Material shown

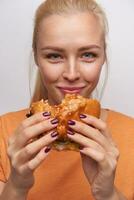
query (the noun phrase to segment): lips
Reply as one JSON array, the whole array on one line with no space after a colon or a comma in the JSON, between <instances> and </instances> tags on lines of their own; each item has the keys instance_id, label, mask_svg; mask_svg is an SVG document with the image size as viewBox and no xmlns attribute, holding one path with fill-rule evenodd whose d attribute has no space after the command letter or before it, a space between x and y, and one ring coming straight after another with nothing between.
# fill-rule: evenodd
<instances>
[{"instance_id":1,"label":"lips","mask_svg":"<svg viewBox=\"0 0 134 200\"><path fill-rule=\"evenodd\" d=\"M58 87L64 94L77 94L80 93L84 87Z\"/></svg>"}]
</instances>

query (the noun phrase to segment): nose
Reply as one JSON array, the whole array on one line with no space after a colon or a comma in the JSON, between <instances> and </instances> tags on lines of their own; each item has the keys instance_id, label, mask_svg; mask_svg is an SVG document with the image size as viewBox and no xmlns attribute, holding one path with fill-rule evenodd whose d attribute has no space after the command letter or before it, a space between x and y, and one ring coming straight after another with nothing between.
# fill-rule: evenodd
<instances>
[{"instance_id":1,"label":"nose","mask_svg":"<svg viewBox=\"0 0 134 200\"><path fill-rule=\"evenodd\" d=\"M63 78L70 82L79 80L80 71L75 61L70 61L66 64L64 72L63 72Z\"/></svg>"}]
</instances>

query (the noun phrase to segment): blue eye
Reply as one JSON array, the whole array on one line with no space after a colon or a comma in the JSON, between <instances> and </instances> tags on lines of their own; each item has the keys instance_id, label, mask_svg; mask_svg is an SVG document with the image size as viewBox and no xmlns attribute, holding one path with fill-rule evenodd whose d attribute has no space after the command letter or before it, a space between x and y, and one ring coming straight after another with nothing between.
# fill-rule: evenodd
<instances>
[{"instance_id":1,"label":"blue eye","mask_svg":"<svg viewBox=\"0 0 134 200\"><path fill-rule=\"evenodd\" d=\"M92 59L95 58L96 54L95 53L90 53L90 52L86 52L82 55L82 58L88 58L88 59Z\"/></svg>"},{"instance_id":2,"label":"blue eye","mask_svg":"<svg viewBox=\"0 0 134 200\"><path fill-rule=\"evenodd\" d=\"M51 60L57 60L57 59L61 59L61 56L57 53L50 53L47 55L47 58Z\"/></svg>"}]
</instances>

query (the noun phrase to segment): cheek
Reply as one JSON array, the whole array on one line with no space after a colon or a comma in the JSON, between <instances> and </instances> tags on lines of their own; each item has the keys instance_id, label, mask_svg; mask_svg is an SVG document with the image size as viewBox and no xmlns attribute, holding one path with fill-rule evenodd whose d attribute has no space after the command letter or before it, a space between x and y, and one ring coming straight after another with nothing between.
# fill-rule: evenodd
<instances>
[{"instance_id":1,"label":"cheek","mask_svg":"<svg viewBox=\"0 0 134 200\"><path fill-rule=\"evenodd\" d=\"M61 68L56 65L40 65L39 70L45 83L52 83L57 81L61 74Z\"/></svg>"},{"instance_id":2,"label":"cheek","mask_svg":"<svg viewBox=\"0 0 134 200\"><path fill-rule=\"evenodd\" d=\"M83 70L83 75L87 82L98 81L102 68L100 65L87 64L86 66L84 66L84 68L85 70Z\"/></svg>"}]
</instances>

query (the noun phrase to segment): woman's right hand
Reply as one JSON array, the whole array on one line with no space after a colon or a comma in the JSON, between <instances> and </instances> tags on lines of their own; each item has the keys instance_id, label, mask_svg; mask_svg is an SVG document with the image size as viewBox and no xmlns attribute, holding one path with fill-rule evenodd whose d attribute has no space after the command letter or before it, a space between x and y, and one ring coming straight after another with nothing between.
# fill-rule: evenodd
<instances>
[{"instance_id":1,"label":"woman's right hand","mask_svg":"<svg viewBox=\"0 0 134 200\"><path fill-rule=\"evenodd\" d=\"M58 120L50 118L49 113L37 113L25 119L9 138L9 181L15 190L26 192L33 186L34 170L48 155L49 145L58 138L57 125ZM47 134L34 140L42 133Z\"/></svg>"}]
</instances>

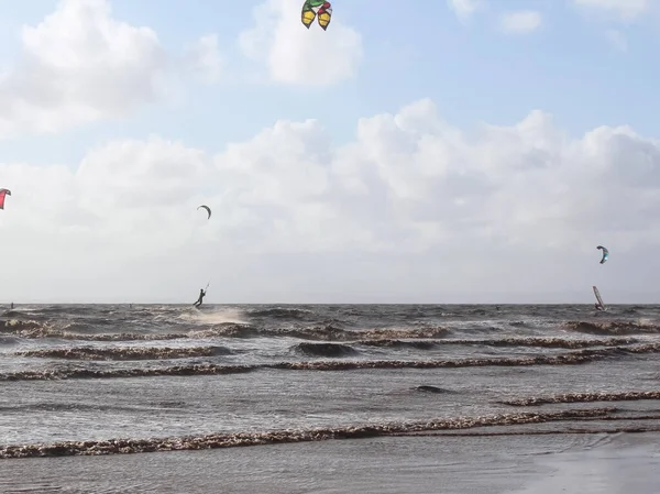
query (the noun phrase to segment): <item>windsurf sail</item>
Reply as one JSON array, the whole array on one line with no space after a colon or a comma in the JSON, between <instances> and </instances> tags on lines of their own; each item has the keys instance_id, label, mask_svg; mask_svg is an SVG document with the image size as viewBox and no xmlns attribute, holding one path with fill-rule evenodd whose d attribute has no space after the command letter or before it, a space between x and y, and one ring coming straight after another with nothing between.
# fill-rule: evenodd
<instances>
[{"instance_id":1,"label":"windsurf sail","mask_svg":"<svg viewBox=\"0 0 660 494\"><path fill-rule=\"evenodd\" d=\"M211 208L209 208L207 205L201 205L197 209L199 209L199 208L204 208L207 210L207 215L209 216L207 219L210 220L211 219Z\"/></svg>"},{"instance_id":2,"label":"windsurf sail","mask_svg":"<svg viewBox=\"0 0 660 494\"><path fill-rule=\"evenodd\" d=\"M603 303L603 298L601 298L601 292L598 292L598 288L594 285L594 295L596 296L596 300L598 300L598 305L603 308L603 310L606 309L605 304Z\"/></svg>"}]
</instances>

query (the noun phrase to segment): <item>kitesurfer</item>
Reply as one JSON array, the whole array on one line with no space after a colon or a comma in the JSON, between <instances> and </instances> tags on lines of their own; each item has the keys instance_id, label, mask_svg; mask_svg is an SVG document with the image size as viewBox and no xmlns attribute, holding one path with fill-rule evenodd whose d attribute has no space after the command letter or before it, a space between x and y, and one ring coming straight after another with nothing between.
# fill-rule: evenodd
<instances>
[{"instance_id":1,"label":"kitesurfer","mask_svg":"<svg viewBox=\"0 0 660 494\"><path fill-rule=\"evenodd\" d=\"M193 304L195 307L199 307L204 300L204 297L206 297L206 292L204 290L204 288L201 288L199 290L199 298L197 299L197 301L195 304Z\"/></svg>"}]
</instances>

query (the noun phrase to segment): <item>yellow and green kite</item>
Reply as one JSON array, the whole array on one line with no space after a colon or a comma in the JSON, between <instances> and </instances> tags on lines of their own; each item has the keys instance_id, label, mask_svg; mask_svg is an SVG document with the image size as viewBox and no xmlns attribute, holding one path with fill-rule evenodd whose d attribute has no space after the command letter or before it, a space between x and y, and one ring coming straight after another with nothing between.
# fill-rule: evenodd
<instances>
[{"instance_id":1,"label":"yellow and green kite","mask_svg":"<svg viewBox=\"0 0 660 494\"><path fill-rule=\"evenodd\" d=\"M306 0L302 4L300 18L307 29L309 29L314 19L318 18L319 25L326 31L332 18L332 6L326 0Z\"/></svg>"}]
</instances>

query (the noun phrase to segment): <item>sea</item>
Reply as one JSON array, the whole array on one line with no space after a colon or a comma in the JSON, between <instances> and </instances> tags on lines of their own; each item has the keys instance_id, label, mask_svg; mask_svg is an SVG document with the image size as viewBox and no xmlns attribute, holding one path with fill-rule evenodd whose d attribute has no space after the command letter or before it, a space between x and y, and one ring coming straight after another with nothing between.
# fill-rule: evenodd
<instances>
[{"instance_id":1,"label":"sea","mask_svg":"<svg viewBox=\"0 0 660 494\"><path fill-rule=\"evenodd\" d=\"M0 464L231 449L249 472L292 443L414 462L410 438L476 454L494 436L658 432L659 353L660 306L4 306Z\"/></svg>"}]
</instances>

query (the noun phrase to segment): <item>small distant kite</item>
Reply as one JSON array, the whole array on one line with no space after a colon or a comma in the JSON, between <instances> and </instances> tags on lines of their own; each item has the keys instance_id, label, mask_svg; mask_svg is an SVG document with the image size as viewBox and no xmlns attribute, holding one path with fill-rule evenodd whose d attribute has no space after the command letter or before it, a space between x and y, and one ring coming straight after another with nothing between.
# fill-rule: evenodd
<instances>
[{"instance_id":1,"label":"small distant kite","mask_svg":"<svg viewBox=\"0 0 660 494\"><path fill-rule=\"evenodd\" d=\"M601 259L601 264L605 264L605 261L607 261L607 257L609 257L609 251L603 245L598 245L596 249L603 251L603 259Z\"/></svg>"},{"instance_id":2,"label":"small distant kite","mask_svg":"<svg viewBox=\"0 0 660 494\"><path fill-rule=\"evenodd\" d=\"M207 210L207 213L209 215L209 217L207 219L211 219L211 208L209 208L208 206L201 205L199 206L197 209L199 208L204 208Z\"/></svg>"},{"instance_id":3,"label":"small distant kite","mask_svg":"<svg viewBox=\"0 0 660 494\"><path fill-rule=\"evenodd\" d=\"M332 19L332 6L330 2L326 0L306 0L300 12L300 20L305 24L305 28L309 29L314 22L314 18L318 18L319 25L326 31Z\"/></svg>"},{"instance_id":4,"label":"small distant kite","mask_svg":"<svg viewBox=\"0 0 660 494\"><path fill-rule=\"evenodd\" d=\"M4 198L7 196L11 196L11 190L6 188L0 188L0 209L4 209Z\"/></svg>"}]
</instances>

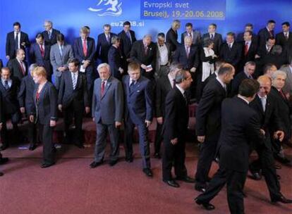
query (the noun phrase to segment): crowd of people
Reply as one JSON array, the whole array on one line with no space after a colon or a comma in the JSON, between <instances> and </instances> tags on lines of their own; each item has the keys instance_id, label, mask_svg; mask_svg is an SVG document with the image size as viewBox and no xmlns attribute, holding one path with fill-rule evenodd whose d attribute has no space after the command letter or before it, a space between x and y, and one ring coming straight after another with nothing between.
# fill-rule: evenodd
<instances>
[{"instance_id":1,"label":"crowd of people","mask_svg":"<svg viewBox=\"0 0 292 214\"><path fill-rule=\"evenodd\" d=\"M91 168L104 163L108 134L109 165L118 160L120 141L126 161L133 162L136 127L142 172L152 177L147 132L155 118L154 157L162 156L162 180L173 187L180 187L178 180L195 183L195 189L202 192L195 199L197 204L214 209L209 201L226 183L230 212L244 213L248 170L255 180L264 177L272 202L292 203L280 191L276 168L281 166L274 160L290 164L283 145L291 146L291 138L292 32L284 22L282 32L275 34L275 25L269 20L256 34L248 23L237 37L228 32L224 42L216 24L202 34L188 23L179 42L181 22L176 20L154 43L150 34L137 40L126 21L118 34L104 25L97 43L90 37L90 28L82 27L71 45L51 21L44 22L44 31L32 44L15 23L6 37L7 65L0 63L0 150L23 136L18 124L26 118L29 149L42 142L41 167L50 167L56 162L53 132L60 112L63 143L80 149L87 115L97 127ZM200 145L195 179L185 165L191 102L198 104L195 134ZM13 139L8 137L8 120ZM70 136L73 123L75 132ZM249 163L253 151L258 158ZM0 154L0 164L8 160ZM209 178L214 161L219 169Z\"/></svg>"}]
</instances>

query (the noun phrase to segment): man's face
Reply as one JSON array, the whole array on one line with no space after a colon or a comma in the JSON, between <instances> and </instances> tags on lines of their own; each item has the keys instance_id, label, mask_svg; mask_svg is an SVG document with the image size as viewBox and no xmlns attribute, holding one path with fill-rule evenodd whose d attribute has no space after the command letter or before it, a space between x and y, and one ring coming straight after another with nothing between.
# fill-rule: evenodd
<instances>
[{"instance_id":1,"label":"man's face","mask_svg":"<svg viewBox=\"0 0 292 214\"><path fill-rule=\"evenodd\" d=\"M99 74L99 77L100 79L102 79L102 80L106 80L109 79L111 75L109 70L107 67L103 67L100 68L98 71L98 73Z\"/></svg>"},{"instance_id":2,"label":"man's face","mask_svg":"<svg viewBox=\"0 0 292 214\"><path fill-rule=\"evenodd\" d=\"M68 68L71 72L75 73L78 71L78 66L75 65L74 63L68 63Z\"/></svg>"},{"instance_id":3,"label":"man's face","mask_svg":"<svg viewBox=\"0 0 292 214\"><path fill-rule=\"evenodd\" d=\"M128 70L128 73L129 74L130 79L137 81L140 78L141 71L140 70L140 69L133 70Z\"/></svg>"}]
</instances>

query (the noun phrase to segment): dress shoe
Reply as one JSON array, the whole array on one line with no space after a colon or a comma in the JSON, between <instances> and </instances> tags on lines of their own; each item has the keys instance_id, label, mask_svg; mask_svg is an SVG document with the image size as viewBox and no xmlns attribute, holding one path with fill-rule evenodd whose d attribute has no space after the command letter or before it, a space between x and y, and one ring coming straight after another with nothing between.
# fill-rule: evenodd
<instances>
[{"instance_id":1,"label":"dress shoe","mask_svg":"<svg viewBox=\"0 0 292 214\"><path fill-rule=\"evenodd\" d=\"M169 186L171 186L172 187L179 187L179 184L176 182L175 180L163 180L163 182L166 184L167 184Z\"/></svg>"},{"instance_id":2,"label":"dress shoe","mask_svg":"<svg viewBox=\"0 0 292 214\"><path fill-rule=\"evenodd\" d=\"M197 204L202 205L207 210L212 210L215 208L215 206L213 204L211 204L209 202L202 202L198 200L197 198L195 199L195 201Z\"/></svg>"},{"instance_id":3,"label":"dress shoe","mask_svg":"<svg viewBox=\"0 0 292 214\"><path fill-rule=\"evenodd\" d=\"M111 160L109 164L110 166L114 166L116 164L116 163L118 163L118 160Z\"/></svg>"},{"instance_id":4,"label":"dress shoe","mask_svg":"<svg viewBox=\"0 0 292 214\"><path fill-rule=\"evenodd\" d=\"M93 161L92 163L90 163L90 167L91 168L95 168L96 167L98 167L99 165L102 165L104 162L103 161Z\"/></svg>"},{"instance_id":5,"label":"dress shoe","mask_svg":"<svg viewBox=\"0 0 292 214\"><path fill-rule=\"evenodd\" d=\"M292 200L285 198L285 196L280 193L278 196L272 199L272 203L275 203L276 202L281 202L283 203L292 203Z\"/></svg>"},{"instance_id":6,"label":"dress shoe","mask_svg":"<svg viewBox=\"0 0 292 214\"><path fill-rule=\"evenodd\" d=\"M143 169L143 172L145 173L145 175L147 177L153 177L152 170L151 170L151 169L150 169L150 168L144 168Z\"/></svg>"},{"instance_id":7,"label":"dress shoe","mask_svg":"<svg viewBox=\"0 0 292 214\"><path fill-rule=\"evenodd\" d=\"M181 180L183 182L185 182L186 183L195 183L195 179L193 179L188 175L185 175L183 177L176 177L176 180Z\"/></svg>"},{"instance_id":8,"label":"dress shoe","mask_svg":"<svg viewBox=\"0 0 292 214\"><path fill-rule=\"evenodd\" d=\"M8 158L0 158L0 165L6 163L7 161L8 161L8 160L9 160Z\"/></svg>"},{"instance_id":9,"label":"dress shoe","mask_svg":"<svg viewBox=\"0 0 292 214\"><path fill-rule=\"evenodd\" d=\"M54 163L43 163L43 164L42 164L41 168L49 168L49 167L50 167L50 166L51 166L51 165L53 165L54 164L55 164Z\"/></svg>"}]
</instances>

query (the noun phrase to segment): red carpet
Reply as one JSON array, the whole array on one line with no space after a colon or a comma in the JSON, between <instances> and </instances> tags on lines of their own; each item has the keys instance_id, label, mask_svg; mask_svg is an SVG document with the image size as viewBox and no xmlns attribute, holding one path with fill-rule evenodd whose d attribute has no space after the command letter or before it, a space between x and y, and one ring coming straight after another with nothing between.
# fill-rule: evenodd
<instances>
[{"instance_id":1,"label":"red carpet","mask_svg":"<svg viewBox=\"0 0 292 214\"><path fill-rule=\"evenodd\" d=\"M153 144L151 144L153 146ZM197 147L187 146L186 166L194 176ZM207 212L195 204L198 192L193 184L179 182L172 188L162 181L161 160L152 159L154 178L142 172L138 144L135 145L133 163L124 161L121 149L120 161L111 168L107 163L90 169L93 149L79 149L65 146L58 150L56 165L39 168L42 146L35 151L9 148L3 151L11 161L0 165L5 172L0 177L0 213L3 214L80 214L80 213L229 213L226 189L213 200L216 210ZM153 148L151 148L153 152ZM292 158L292 149L286 152ZM213 165L211 174L217 170ZM292 198L292 168L282 166L278 170L282 179L282 192ZM272 205L264 180L248 179L245 213L292 213L291 205Z\"/></svg>"}]
</instances>

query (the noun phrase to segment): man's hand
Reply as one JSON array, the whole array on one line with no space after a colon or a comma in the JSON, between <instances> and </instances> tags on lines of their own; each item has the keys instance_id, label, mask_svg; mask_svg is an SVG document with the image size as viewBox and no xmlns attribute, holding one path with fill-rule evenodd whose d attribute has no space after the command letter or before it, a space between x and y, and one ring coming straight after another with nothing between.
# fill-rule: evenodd
<instances>
[{"instance_id":1,"label":"man's hand","mask_svg":"<svg viewBox=\"0 0 292 214\"><path fill-rule=\"evenodd\" d=\"M197 141L199 141L199 142L200 142L200 143L204 143L204 141L205 141L205 136L204 135L204 136L197 136Z\"/></svg>"}]
</instances>

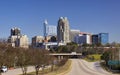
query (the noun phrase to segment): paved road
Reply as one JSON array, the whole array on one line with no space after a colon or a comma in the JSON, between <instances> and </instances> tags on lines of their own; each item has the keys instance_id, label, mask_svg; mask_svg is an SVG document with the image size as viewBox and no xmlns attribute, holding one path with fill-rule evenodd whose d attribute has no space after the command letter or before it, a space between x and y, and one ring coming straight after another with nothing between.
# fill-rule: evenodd
<instances>
[{"instance_id":1,"label":"paved road","mask_svg":"<svg viewBox=\"0 0 120 75\"><path fill-rule=\"evenodd\" d=\"M103 70L99 62L86 62L82 59L71 59L72 69L66 75L114 75Z\"/></svg>"},{"instance_id":2,"label":"paved road","mask_svg":"<svg viewBox=\"0 0 120 75\"><path fill-rule=\"evenodd\" d=\"M35 68L33 66L28 67L27 72L33 72L35 71ZM21 68L8 70L6 73L2 73L2 75L19 75L22 74Z\"/></svg>"}]
</instances>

What the task requires
How many lines in the data above contain the string "yellow"? Treat uppercase and lowercase as different, and reply with the number only.

Task response
2